**Request 1:** In the discussion of the French word "activiste," how does Merriam Webster define a militant?
**Request 2:** Echo the discussion of the French word "activiste" from "See Mary's comment" to "regards to terrorists.".
**Request 3:** Continue the discussion of the French word "activiste" from where it stops.

--- Start of Text provided ---

According to Merriam Webster, a militant is ‘aggressively active (as in a cause)’

Terrorism is "the systematic use of terror especially as a means of coercion"

The most accurate description of people who behead for fun and profit would be ‘followers of Islamic law’, since this practice is legal (and encouraged) by these laws. But there is also no doubt that they’re using terror as a means of coercion.

The French world for terrorist is 'terroriste.' It’s easy to spell, easily recognized and accurate. Their use of words like ‘activist’ and 'militant' proves that accuracy isn’t their first priority.

What Karas said-- they're speaking another language, people. For God's sake.

Michele-- you're reaching.

See Mary's comment above. It's not the first time I translated from there. It is, however, the first time I've seen that word used in regards to terrorists.

i forgot to mention that although most commonly used to mean militants (in this sort of context) it can also be on par with "terrorist". seriously. if you don't speak the langauge at all, then don't presume to understand the meaning.

(1) How "France" describes?

(2) More examples of French cowardice and indifference to death, from the possibly made up country of Afghanistan:

(a) http://www.pbs.org/newshour/media/media_watch/july-dec01/reporters_11-12.html

(b) http://www.taipeitimes.com/News/world/archives/2003/11/18/2003076302

© http://www.spacedaily.com/2002/021231120010.c4jmdkfv.html

Michele you are doing fine. Activiste does translate as activist, and it is a severe stretch to use it for terrorist or blood thirsty savage, such as those in Iraq.

The wire services often use this sort of non-judgemental language. If you look at the language from the US wire services you see the same sort of thing:

BAGHDAD, Iraq -- A militant Iraqi group threatened Sunday night to behead a U.S. Marine with Utah ties whom it said it had abducted from a military base, unless the United States releases all Iraqi prisoners, according to a video aired on the Qatar-based television network al-Jazeera. [emphasis mine] - Tribune Staff and Wire Services

Calling a terrorist a "militant" or "activist" is definitely a stretch, but it's probably far more related to the policy of an over-emphasis on being "non-partisian" or "non-judgemental" in wire reports than to anything you could say specifically about the French.

catherine

I'm curious... how did you get from
my french is rusty, but i looked up an article on french wikipedia and it says that activiste is a very recent term
to the snarky
if you don't speak the langauge at all, then don't presume to understand the meaning

in less than an hour?

well, i studied french for five years, researched what the term activiste in french meant, learned that it can possibly mean "militant" in different situations, called my french grandfather, and came to the conclusion that while terrorist would have obviously been a better choice in this word situation, that the reuters article probably wasn't calling the terrorists simple activists. and i was taking issue with michele and the LGF people for doing so without having checked it out.

--- End of Text provided ---
--- Start of Supplied information ---

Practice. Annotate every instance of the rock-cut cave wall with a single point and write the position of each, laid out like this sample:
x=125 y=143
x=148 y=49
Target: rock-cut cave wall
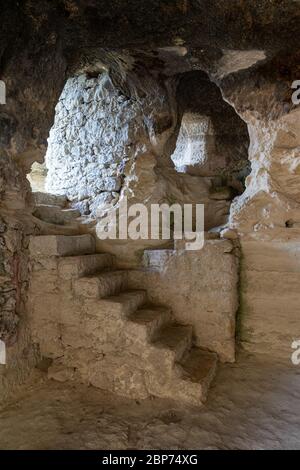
x=251 y=49
x=97 y=131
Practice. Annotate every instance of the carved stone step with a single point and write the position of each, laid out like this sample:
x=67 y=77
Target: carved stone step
x=146 y=322
x=61 y=245
x=102 y=285
x=121 y=305
x=55 y=214
x=77 y=266
x=39 y=198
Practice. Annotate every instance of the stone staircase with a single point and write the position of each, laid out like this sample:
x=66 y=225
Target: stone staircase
x=94 y=329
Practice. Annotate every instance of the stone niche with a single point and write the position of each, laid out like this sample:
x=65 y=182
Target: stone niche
x=213 y=140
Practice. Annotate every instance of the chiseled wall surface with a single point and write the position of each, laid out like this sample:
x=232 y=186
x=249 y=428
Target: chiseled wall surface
x=201 y=288
x=97 y=131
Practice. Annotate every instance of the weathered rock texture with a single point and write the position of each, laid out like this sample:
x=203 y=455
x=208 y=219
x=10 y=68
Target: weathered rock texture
x=97 y=130
x=213 y=140
x=250 y=49
x=85 y=317
x=200 y=287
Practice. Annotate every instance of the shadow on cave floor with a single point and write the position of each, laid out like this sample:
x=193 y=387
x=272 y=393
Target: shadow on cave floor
x=251 y=406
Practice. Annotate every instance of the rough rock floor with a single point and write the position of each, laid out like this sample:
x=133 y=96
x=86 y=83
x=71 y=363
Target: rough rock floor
x=253 y=404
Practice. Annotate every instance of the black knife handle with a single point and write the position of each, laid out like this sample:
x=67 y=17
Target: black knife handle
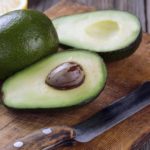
x=44 y=139
x=114 y=114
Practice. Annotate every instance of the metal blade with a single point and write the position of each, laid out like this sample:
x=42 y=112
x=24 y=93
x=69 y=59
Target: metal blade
x=113 y=114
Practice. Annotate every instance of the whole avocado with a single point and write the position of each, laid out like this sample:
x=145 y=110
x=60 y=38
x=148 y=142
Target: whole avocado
x=25 y=37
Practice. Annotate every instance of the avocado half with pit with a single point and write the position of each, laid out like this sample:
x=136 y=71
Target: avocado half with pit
x=64 y=79
x=113 y=34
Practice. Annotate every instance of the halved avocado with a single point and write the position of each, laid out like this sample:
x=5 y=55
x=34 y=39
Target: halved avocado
x=113 y=34
x=64 y=79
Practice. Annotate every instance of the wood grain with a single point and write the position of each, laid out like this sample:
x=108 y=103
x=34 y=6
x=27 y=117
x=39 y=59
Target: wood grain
x=138 y=7
x=124 y=76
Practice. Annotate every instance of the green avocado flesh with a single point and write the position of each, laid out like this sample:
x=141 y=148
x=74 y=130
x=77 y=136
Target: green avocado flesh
x=107 y=32
x=27 y=89
x=25 y=37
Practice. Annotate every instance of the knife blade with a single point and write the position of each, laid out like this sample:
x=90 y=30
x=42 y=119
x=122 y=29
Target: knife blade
x=53 y=137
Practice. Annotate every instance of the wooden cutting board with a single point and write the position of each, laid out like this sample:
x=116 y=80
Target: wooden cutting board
x=124 y=76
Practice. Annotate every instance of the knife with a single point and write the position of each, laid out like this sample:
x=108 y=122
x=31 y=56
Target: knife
x=53 y=137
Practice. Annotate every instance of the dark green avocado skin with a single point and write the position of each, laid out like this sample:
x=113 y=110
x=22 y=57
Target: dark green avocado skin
x=26 y=36
x=122 y=53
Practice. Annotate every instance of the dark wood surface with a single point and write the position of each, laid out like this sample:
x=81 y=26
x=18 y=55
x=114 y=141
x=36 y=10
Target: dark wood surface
x=141 y=8
x=124 y=76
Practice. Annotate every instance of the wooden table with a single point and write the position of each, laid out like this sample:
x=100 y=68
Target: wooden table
x=141 y=8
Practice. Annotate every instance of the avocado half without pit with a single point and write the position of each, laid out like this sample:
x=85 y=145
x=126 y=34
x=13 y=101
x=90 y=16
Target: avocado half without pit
x=64 y=79
x=113 y=34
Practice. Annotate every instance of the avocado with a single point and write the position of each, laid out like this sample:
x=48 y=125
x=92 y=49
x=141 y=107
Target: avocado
x=25 y=37
x=63 y=79
x=113 y=34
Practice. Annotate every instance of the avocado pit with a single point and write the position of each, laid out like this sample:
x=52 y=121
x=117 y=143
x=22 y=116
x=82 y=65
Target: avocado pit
x=66 y=76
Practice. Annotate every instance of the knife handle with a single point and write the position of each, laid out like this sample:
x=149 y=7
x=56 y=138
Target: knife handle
x=44 y=139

--- End of Supplied information ---

**Result 1:** As "aggressively active (as in a cause)."

**Result 2:**
See Mary's comment above. It's not the first time I translated from there. It is, however, the first time I've seen that word used in regards to terrorists.

**Result 3:**
Catherine

This is not a new argument about either Reuters or AP. They go out of their way in headlines and leading paragraphs to manipulate their presentation of "news" in a decidedly anti-Western way. That includes using the terms "insurgents, rebels, gunmen, or militants" to describe the perpetuators of the most heinous of terrorist acts. This is not an 'oopsy' by Reuters, where we can be inclined to give them the benefit of a doubt on picking a word not quite appropriate. This is Reuters showing their BIAS crosses even language barriers and they are consistent in their pattern of not using the words "terrorism" or "terrorist" in any situation in which the West is attacked by Islamists.

well, okay. i was just pointing out that the french activiste does not necessarily equal the english activist, and that they more than likely meant it in the "militant" sense.

catherine

Even if I were to accept your argument, it doesn't change the point. Reuters downplays [anti-Western] terrorists.

"Ich bin ein activistes" translates in German to "I am a jelly terrorist".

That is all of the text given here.